To do:
1/ Please return the stock-influence text from "Influencing was defined" to "of Tyson Foods.", word for word.
2/ Answer these questions using the stock-influence text:
(a) How many stocks influence others?
(b) Whose stock price influences that of Tyson Foods?
(c) What kind of products does Activision Blizzard make?

Text segment:
====================

Influencing was defined in a somewhat technical way, taking into account the correlations between one stock's price change and other stocks' next day price change and making sure the correlations were significant (by comparing the p-value with various reference values). Other definitions are possible and are left for a future study.

There are 37 stocks that influence others, 32 stocks that are influenced, and, since there is some overlap, 52 stocks that either influence or are influenced (so 17 do both), out of 467 stocks for which we have complete data.

Influences between S&P 500 stocks, 2010-2016

There are two pairs of stocks, one influencing the other, with no connections to other stocks. All the other 48 stocks influence or are influenced by each other.

One stock influencing another

The stock price of CF Industries (a producer of fertilizers) influences that of Tyson Foods.

A stranger pairing, perhaps spurious, is between Humana (a healthcare company) and Activision Blizzard (a computer games producer).

====================

[Lines of data]
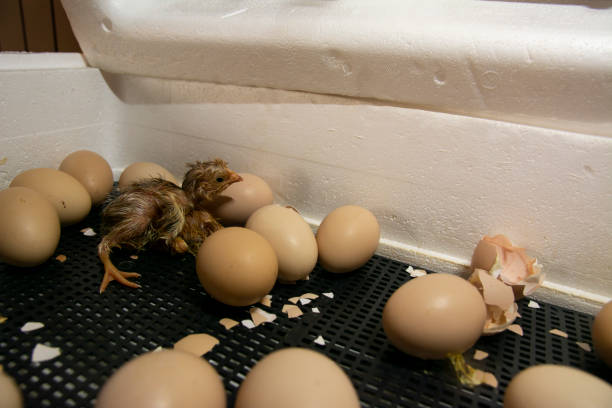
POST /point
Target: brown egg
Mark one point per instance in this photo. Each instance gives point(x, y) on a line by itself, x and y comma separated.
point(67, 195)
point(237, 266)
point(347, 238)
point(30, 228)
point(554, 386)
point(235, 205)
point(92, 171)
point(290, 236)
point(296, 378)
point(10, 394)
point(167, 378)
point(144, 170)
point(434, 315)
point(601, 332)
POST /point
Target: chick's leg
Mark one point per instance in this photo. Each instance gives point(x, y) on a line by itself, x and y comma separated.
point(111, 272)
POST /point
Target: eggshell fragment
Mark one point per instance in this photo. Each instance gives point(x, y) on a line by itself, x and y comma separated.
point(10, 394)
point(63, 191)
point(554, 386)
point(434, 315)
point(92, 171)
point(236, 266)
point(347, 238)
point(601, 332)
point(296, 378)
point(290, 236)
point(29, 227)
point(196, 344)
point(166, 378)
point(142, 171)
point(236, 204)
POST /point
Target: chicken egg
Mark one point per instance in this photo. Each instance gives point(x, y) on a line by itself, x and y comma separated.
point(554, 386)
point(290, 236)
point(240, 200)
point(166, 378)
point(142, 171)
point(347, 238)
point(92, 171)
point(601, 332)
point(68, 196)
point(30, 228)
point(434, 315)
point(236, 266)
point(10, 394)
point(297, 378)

====================

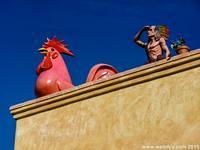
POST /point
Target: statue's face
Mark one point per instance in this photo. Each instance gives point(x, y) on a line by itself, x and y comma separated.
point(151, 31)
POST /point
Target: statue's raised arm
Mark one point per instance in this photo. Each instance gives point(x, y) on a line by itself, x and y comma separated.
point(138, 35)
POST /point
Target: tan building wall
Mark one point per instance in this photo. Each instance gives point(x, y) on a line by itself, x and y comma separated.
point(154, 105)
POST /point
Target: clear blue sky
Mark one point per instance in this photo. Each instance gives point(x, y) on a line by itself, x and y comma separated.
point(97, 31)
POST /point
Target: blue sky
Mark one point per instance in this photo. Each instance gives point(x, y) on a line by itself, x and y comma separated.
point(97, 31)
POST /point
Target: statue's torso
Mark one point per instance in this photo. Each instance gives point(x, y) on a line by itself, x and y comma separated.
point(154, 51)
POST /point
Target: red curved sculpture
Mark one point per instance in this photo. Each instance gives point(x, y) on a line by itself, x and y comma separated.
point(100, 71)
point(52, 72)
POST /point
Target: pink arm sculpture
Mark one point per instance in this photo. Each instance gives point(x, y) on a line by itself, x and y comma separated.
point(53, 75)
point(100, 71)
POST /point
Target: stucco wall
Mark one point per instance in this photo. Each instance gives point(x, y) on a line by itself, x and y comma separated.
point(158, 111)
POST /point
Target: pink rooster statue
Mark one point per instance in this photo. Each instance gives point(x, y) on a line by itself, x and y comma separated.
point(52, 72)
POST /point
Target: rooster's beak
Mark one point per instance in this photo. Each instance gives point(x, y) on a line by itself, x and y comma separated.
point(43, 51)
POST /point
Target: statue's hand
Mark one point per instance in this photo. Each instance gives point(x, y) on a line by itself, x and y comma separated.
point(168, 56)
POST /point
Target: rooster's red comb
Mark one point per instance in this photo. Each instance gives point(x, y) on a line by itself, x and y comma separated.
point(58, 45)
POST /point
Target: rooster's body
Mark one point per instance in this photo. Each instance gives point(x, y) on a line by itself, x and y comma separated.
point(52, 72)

====================

Task-by-task results:
1/
Influencing was defined in a somewhat technical way, taking into account the correlations between one stock's price change and other stocks' next day price change and making sure the correlations were significant (by comparing the p-value with various reference values). Other definitions are possible and are left for a future study.

There are 37 stocks that influence others, 32 stocks that are influenced, and, since there is some overlap, 52 stocks that either influence or are influenced (so 17 do both), out of 467 stocks for which we have complete data.

Influences between S&P 500 stocks, 2010-2016

There are two pairs of stocks, one influencing the other, with no connections to other stocks. All the other 48 stocks influence or are influenced by each other.

One stock influencing another

The stock price of CF Industries (a producer of fertilizers) influences that of Tyson Foods.

2/
(a) 37
(b) CF Industries
(c) Computer games